| Quellauszug |
::::::::
Wichtig ist, dass es beginnt
HINTERGRUND / ASTRID RIEDER / TRANS-ART
13/11/23 Wem ist sie nicht aufgefallen, die Dame im Konzert mit Zeichenblock und Stift. Vertieft in den Atem der Musik bedecken ihre Linien Papier mit Farbe und Form... Aus diesen Anfängen ist längst eine eigene Welt geworden: Seit dreißig Jahren lebt und vermittelt Astrid Rieder ihre trans-Art. Von 16. bis 19. November lädt sie ins Künstlerhaus.
::::::::
| Datensätze |
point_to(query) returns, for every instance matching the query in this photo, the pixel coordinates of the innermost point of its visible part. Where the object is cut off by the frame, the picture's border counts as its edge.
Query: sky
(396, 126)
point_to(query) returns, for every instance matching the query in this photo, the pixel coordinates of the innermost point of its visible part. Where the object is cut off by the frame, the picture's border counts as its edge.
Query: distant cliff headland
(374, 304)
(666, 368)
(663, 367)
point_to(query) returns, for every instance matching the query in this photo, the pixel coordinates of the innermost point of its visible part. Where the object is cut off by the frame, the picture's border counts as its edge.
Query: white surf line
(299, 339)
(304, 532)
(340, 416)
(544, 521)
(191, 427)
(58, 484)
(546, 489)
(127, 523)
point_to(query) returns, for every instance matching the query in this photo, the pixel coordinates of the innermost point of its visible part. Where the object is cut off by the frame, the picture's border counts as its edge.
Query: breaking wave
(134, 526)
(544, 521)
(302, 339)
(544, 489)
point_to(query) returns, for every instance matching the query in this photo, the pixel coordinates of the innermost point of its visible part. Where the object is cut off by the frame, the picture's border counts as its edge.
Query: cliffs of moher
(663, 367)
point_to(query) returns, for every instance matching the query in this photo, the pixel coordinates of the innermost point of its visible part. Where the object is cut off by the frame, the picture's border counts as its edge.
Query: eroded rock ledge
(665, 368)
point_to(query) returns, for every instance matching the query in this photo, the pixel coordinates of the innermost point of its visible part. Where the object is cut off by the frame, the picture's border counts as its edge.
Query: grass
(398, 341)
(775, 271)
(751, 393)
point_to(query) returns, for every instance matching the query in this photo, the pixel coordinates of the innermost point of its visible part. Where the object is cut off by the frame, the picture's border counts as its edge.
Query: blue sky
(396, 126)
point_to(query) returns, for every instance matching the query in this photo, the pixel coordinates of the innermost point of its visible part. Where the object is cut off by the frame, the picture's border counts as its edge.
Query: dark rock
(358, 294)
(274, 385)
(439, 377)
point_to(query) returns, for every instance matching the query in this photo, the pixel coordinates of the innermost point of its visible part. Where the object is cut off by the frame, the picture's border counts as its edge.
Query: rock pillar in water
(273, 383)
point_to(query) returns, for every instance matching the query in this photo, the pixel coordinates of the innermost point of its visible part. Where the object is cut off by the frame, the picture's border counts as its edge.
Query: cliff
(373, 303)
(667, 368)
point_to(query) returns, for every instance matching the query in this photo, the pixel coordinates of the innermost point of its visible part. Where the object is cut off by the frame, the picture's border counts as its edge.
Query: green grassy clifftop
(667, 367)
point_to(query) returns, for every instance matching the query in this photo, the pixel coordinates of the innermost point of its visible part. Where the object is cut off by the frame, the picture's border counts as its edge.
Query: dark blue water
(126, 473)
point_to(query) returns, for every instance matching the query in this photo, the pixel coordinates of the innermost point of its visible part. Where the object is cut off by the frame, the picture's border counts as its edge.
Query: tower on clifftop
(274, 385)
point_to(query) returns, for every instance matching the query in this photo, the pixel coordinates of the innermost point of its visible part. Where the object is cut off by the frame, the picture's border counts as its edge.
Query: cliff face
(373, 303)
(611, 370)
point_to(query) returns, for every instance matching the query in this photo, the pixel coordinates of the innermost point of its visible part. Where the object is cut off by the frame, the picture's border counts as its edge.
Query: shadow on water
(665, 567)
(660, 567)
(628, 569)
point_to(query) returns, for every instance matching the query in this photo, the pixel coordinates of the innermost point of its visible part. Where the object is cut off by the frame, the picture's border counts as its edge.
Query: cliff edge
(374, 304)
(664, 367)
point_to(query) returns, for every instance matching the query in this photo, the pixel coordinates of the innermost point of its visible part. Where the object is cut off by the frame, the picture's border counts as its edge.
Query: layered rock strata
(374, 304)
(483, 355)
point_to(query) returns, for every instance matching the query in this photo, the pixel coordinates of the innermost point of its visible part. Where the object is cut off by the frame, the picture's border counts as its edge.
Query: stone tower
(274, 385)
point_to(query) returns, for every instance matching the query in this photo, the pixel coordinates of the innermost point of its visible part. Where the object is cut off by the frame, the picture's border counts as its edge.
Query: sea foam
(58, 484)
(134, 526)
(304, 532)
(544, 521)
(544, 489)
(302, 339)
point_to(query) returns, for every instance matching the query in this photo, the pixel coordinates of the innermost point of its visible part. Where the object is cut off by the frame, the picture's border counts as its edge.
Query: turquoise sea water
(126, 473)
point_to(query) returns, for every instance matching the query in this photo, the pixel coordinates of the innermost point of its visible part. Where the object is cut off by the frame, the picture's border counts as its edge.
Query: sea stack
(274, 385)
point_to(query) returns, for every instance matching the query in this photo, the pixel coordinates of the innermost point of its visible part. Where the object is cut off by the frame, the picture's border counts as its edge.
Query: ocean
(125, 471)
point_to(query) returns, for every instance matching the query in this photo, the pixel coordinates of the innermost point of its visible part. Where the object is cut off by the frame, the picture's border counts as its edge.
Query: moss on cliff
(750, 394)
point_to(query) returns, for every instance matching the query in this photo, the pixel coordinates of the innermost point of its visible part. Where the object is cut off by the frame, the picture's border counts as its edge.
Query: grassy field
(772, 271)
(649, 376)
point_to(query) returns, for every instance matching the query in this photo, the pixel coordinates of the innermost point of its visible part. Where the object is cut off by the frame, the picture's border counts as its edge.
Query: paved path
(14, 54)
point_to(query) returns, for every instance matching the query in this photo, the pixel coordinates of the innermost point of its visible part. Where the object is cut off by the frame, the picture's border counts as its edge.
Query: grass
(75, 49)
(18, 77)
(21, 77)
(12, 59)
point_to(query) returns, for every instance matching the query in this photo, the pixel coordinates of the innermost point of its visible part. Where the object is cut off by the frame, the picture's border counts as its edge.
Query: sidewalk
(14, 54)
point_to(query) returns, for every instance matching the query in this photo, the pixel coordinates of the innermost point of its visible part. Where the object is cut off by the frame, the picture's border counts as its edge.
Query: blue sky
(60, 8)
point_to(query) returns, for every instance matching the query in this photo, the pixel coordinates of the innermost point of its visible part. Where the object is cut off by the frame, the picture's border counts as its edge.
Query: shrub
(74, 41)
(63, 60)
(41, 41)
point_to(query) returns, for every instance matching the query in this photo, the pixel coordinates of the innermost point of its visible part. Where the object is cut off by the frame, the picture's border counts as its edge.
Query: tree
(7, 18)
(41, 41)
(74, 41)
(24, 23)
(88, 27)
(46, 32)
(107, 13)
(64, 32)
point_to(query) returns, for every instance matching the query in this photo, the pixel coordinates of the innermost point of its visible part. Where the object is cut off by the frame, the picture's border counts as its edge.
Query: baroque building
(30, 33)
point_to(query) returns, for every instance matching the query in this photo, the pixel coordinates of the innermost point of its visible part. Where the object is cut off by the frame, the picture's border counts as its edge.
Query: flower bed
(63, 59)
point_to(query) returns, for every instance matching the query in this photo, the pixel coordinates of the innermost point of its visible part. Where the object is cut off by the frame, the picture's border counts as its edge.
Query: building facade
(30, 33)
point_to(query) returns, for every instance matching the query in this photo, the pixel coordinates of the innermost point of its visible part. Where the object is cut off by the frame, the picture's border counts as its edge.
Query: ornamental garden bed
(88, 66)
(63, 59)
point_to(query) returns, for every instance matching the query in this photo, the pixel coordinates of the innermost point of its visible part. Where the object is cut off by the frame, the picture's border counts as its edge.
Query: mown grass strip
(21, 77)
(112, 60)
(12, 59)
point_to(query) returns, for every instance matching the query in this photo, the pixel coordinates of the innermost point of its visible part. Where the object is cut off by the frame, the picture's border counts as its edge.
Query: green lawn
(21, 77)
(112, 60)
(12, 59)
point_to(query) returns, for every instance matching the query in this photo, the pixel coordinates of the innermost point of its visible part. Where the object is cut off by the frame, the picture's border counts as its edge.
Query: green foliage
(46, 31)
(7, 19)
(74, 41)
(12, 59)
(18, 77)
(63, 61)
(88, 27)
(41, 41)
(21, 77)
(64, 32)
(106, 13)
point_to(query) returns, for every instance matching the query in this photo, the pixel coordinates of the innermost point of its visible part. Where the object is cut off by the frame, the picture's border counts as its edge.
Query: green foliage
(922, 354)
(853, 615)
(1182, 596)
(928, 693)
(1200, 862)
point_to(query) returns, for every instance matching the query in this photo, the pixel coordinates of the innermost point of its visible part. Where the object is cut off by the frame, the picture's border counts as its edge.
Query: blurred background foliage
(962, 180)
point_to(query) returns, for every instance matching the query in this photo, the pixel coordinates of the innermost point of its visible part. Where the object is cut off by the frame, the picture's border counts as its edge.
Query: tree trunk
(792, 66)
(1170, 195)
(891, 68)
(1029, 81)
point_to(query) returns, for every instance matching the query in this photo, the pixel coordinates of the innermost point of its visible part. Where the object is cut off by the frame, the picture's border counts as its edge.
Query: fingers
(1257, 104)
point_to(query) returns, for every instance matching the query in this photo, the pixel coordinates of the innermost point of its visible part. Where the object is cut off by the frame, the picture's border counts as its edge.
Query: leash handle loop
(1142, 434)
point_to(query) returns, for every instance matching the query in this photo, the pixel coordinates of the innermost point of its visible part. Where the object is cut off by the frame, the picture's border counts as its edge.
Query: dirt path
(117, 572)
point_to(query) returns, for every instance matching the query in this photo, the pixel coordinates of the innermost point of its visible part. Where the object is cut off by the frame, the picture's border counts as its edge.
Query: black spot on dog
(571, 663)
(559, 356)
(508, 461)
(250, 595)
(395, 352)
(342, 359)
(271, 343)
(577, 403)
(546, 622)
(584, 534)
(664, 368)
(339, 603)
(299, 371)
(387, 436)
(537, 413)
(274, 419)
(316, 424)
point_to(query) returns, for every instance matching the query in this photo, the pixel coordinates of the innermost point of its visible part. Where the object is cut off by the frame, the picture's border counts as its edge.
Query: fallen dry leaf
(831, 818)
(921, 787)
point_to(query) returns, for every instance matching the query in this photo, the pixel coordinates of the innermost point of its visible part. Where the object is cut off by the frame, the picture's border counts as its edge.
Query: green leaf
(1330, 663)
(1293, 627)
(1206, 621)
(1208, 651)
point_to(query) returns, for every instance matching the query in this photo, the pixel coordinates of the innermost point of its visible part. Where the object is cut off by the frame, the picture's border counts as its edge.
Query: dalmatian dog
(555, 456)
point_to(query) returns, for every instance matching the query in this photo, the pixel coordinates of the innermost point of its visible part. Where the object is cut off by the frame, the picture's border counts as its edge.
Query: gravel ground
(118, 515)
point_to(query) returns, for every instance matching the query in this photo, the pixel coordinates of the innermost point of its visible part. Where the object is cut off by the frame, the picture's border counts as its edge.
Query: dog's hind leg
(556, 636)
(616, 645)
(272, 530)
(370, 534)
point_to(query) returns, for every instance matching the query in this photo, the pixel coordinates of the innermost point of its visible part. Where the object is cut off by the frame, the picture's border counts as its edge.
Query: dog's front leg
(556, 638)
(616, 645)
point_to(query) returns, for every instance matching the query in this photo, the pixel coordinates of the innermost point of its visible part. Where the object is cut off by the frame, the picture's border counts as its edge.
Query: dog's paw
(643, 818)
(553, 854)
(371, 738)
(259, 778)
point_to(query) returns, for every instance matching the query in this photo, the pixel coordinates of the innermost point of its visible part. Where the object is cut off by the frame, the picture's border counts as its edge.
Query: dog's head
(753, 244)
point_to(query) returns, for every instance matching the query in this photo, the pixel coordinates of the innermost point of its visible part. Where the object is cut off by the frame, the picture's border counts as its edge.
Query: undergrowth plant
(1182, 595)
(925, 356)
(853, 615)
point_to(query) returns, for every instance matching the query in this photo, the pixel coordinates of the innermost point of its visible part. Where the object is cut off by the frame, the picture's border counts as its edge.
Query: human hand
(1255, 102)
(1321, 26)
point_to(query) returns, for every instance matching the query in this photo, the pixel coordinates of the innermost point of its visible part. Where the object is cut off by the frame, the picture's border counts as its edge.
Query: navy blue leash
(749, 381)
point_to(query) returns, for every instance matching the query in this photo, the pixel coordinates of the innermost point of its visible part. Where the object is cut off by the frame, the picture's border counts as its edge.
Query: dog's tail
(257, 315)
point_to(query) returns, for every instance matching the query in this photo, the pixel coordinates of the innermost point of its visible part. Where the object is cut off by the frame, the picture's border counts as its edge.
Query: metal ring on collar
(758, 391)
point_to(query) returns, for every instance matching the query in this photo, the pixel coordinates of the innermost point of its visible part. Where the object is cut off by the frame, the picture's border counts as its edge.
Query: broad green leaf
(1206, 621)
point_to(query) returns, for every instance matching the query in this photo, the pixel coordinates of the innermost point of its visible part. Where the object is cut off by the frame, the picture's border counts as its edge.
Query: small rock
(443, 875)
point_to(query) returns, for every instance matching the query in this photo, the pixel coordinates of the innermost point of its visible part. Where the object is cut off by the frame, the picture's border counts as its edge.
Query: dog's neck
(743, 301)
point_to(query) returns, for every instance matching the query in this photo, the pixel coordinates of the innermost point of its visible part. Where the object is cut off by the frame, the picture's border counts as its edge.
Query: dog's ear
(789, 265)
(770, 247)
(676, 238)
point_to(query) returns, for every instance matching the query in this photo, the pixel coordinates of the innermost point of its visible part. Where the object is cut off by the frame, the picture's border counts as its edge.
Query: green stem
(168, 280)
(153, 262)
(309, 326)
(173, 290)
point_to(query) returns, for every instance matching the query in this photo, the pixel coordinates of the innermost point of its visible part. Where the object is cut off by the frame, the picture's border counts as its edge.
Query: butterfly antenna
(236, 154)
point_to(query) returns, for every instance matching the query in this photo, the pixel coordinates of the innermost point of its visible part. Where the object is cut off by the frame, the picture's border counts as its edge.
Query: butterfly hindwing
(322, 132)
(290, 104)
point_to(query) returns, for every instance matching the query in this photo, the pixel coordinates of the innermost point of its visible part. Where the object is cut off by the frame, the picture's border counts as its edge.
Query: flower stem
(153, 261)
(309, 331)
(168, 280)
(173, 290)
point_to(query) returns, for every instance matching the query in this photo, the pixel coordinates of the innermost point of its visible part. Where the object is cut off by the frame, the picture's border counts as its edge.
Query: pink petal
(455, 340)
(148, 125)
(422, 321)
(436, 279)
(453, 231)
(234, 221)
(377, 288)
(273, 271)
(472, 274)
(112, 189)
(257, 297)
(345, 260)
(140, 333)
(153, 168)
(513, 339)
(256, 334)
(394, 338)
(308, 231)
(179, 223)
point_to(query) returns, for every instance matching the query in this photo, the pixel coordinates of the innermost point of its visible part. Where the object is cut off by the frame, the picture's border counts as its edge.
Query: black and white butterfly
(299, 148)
::::::::
| Aufgabe |
Gib aus dem Quellauszug über Astrid Rieder alles von „Wichtig ist, dass“ bis hinunter zu „sie ins Künstlerhaus.“ wörtlich wieder.

| Ergebnis |
Wichtig ist, dass es beginnt
HINTERGRUND / ASTRID RIEDER / TRANS-ART
13/11/23 Wem ist sie nicht aufgefallen, die Dame im Konzert mit Zeichenblock und Stift. Vertieft in den Atem der Musik bedecken ihre Linien Papier mit Farbe und Form... Aus diesen Anfängen ist längst eine eigene Welt geworden: Seit dreißig Jahren lebt und vermittelt Astrid Rieder ihre trans-Art. Von 16. bis 19. November lädt sie ins Künstlerhaus.